What this task involves = Work out how many lines in the records include the word "below", then answer with nothing but that number.

(Referring expression pointing data)
Content starts
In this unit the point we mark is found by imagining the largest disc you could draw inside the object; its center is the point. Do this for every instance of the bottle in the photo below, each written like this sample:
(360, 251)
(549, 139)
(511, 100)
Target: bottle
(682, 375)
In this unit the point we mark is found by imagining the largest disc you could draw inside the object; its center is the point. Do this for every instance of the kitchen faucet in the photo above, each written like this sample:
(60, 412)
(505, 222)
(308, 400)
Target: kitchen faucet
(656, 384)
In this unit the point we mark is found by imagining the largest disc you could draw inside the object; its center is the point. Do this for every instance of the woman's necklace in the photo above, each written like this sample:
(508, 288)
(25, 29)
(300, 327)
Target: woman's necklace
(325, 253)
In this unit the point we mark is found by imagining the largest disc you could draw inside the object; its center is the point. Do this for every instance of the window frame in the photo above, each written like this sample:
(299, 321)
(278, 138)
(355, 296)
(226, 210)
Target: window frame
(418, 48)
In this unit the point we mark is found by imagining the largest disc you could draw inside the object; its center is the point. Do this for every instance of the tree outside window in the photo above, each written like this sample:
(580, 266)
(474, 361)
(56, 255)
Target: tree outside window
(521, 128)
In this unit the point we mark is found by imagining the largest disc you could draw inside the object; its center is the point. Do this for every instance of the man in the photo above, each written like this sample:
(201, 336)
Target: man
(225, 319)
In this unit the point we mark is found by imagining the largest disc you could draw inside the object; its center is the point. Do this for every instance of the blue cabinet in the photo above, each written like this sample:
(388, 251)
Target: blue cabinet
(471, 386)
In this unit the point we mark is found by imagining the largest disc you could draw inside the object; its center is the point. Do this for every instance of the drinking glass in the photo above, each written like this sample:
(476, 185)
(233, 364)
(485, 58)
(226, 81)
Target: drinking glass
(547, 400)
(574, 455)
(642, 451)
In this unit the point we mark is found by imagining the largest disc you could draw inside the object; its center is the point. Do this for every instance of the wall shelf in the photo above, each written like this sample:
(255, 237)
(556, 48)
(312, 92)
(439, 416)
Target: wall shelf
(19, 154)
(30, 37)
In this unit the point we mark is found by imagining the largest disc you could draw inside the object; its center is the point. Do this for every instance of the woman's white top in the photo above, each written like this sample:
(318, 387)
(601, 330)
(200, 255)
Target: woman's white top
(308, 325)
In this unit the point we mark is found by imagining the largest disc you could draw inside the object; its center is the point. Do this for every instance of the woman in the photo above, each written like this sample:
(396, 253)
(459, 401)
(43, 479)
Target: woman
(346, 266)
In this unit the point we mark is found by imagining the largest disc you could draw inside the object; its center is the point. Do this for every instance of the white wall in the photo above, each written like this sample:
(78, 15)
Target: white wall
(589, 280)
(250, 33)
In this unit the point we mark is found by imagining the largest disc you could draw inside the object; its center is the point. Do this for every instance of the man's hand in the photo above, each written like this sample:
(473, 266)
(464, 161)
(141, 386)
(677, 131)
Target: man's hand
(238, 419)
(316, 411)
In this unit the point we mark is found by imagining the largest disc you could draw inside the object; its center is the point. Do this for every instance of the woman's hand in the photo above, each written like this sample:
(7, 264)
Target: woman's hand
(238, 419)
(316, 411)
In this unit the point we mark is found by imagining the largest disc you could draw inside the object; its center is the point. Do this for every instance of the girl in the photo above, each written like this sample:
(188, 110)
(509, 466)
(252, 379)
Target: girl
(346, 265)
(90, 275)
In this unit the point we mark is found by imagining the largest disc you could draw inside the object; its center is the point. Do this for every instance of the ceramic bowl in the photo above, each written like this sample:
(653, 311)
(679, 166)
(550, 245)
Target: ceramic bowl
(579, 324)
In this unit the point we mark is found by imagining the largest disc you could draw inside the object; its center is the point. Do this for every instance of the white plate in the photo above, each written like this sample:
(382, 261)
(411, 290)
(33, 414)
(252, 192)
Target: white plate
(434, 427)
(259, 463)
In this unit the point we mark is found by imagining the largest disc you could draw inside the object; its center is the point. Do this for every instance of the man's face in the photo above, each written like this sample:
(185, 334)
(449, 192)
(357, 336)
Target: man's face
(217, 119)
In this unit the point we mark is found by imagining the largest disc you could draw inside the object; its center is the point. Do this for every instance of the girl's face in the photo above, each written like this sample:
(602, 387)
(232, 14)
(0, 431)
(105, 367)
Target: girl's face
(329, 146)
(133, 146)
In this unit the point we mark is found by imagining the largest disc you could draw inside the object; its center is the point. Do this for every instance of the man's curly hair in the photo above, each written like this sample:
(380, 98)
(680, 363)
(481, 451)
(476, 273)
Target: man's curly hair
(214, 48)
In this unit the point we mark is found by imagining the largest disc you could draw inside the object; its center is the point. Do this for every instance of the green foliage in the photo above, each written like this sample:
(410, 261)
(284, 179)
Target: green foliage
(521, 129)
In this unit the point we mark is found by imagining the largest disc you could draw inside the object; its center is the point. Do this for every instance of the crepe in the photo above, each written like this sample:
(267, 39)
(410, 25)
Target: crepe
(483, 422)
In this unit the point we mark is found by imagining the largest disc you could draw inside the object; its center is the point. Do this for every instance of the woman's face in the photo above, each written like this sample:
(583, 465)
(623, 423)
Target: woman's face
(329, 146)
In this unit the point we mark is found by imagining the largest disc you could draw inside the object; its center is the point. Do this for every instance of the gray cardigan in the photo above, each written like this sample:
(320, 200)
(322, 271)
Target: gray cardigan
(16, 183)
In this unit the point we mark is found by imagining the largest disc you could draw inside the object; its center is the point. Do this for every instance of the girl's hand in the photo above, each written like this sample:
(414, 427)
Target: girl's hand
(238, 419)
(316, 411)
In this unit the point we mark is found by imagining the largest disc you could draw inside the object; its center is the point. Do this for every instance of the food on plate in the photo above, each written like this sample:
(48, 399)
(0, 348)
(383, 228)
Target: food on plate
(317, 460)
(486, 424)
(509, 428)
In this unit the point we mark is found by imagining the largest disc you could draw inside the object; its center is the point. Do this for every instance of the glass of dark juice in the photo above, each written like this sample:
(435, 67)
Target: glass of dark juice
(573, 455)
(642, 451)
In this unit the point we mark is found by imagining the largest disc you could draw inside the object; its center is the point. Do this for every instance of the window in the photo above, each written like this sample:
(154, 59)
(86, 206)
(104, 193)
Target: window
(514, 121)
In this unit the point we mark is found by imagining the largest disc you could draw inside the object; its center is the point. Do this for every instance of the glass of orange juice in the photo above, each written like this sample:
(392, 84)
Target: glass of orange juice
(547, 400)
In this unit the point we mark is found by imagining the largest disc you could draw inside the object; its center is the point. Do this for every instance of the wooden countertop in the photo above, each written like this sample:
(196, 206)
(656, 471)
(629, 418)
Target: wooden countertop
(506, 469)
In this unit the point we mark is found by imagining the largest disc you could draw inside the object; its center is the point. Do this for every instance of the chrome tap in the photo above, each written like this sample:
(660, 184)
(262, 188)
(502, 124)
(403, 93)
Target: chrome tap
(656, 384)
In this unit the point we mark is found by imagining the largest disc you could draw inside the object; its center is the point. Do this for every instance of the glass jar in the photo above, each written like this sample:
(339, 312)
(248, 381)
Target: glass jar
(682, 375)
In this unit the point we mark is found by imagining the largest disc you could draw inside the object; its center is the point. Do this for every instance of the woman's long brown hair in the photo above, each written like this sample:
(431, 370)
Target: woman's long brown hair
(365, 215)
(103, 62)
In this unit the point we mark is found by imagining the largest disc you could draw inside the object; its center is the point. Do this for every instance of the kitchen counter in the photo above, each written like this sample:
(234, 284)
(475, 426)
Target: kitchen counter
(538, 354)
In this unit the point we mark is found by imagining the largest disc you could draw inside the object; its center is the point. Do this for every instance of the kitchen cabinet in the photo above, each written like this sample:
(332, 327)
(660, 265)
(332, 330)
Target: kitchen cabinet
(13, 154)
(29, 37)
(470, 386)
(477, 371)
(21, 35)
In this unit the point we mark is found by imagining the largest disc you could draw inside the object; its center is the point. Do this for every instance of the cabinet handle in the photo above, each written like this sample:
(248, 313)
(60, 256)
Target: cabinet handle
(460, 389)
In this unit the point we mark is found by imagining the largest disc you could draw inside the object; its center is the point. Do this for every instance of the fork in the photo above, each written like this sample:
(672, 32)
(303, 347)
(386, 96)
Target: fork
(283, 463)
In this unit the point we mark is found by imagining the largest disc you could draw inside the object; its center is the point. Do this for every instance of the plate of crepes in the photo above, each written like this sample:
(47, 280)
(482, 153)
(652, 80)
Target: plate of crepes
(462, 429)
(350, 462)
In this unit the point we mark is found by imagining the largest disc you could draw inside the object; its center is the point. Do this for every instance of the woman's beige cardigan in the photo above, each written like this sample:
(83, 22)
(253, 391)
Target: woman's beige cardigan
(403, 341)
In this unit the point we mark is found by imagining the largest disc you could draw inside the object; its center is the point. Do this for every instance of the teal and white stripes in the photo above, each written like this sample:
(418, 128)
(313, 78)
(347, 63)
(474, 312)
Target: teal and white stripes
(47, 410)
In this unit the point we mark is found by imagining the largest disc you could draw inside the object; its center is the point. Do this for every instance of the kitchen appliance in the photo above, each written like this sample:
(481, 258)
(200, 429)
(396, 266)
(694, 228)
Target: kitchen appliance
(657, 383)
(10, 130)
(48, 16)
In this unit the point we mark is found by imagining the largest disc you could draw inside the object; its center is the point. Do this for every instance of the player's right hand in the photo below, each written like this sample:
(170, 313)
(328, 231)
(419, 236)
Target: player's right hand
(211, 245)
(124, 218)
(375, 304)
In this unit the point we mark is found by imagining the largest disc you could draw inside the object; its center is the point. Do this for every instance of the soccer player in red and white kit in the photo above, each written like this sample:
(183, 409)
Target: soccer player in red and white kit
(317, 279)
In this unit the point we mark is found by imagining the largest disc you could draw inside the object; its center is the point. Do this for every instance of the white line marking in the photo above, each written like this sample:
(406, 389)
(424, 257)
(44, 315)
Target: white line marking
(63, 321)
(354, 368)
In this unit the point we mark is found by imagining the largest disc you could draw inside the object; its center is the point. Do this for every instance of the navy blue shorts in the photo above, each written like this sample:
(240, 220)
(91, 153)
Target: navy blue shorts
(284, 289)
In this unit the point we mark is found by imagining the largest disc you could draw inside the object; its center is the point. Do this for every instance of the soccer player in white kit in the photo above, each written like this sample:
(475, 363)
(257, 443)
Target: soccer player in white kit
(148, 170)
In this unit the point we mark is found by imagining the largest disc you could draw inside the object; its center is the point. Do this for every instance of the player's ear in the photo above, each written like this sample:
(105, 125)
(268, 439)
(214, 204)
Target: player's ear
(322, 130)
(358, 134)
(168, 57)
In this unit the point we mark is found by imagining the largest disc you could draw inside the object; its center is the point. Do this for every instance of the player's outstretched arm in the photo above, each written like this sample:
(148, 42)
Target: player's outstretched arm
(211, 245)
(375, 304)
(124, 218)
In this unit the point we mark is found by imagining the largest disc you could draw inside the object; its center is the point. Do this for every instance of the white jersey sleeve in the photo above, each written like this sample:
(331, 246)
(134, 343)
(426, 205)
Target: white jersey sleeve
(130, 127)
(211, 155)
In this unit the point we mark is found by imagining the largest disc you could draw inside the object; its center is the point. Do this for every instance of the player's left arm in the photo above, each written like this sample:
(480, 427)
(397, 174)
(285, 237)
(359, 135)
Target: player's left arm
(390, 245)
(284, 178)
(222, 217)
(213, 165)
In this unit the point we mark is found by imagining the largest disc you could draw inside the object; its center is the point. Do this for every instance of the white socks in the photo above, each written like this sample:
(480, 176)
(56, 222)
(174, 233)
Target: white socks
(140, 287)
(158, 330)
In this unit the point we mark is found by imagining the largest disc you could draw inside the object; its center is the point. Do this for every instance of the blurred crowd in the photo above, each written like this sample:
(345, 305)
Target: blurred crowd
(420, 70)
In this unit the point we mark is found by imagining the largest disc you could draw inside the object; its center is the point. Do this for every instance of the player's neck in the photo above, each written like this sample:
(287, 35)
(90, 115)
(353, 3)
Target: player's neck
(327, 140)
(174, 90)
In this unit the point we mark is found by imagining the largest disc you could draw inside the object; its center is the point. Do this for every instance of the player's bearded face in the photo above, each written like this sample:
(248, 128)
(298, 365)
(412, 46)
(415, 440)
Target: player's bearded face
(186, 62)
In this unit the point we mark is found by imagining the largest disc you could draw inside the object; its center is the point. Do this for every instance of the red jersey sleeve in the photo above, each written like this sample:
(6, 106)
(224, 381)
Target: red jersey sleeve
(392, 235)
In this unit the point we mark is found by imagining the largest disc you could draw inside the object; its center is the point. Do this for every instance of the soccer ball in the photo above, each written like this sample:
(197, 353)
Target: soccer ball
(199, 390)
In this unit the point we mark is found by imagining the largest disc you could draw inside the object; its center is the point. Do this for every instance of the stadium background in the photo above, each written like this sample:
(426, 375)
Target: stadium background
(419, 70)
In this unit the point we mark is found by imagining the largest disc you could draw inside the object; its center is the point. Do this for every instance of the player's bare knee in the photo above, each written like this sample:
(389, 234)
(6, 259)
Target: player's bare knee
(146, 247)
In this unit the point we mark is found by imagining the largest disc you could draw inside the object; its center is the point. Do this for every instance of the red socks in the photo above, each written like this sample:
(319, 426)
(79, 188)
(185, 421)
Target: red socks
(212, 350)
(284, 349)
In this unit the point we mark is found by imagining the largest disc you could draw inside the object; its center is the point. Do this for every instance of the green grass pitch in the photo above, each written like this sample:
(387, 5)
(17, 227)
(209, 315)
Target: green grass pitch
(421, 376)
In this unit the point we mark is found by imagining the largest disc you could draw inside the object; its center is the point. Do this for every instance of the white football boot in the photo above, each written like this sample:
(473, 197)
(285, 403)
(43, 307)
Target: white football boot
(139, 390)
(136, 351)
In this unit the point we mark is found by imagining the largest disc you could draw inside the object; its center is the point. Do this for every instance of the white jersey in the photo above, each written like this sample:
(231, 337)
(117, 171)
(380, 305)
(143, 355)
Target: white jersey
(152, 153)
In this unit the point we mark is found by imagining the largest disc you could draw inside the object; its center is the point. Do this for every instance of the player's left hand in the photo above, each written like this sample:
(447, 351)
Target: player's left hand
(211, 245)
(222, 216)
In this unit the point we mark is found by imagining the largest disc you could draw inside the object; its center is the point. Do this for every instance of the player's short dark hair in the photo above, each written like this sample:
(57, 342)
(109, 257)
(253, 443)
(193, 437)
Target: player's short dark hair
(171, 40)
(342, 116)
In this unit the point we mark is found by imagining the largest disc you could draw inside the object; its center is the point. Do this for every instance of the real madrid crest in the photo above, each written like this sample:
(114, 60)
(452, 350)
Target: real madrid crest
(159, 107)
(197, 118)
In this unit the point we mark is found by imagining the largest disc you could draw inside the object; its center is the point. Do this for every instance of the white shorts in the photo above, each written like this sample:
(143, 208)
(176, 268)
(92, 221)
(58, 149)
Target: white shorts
Content ends
Finished exercise = 2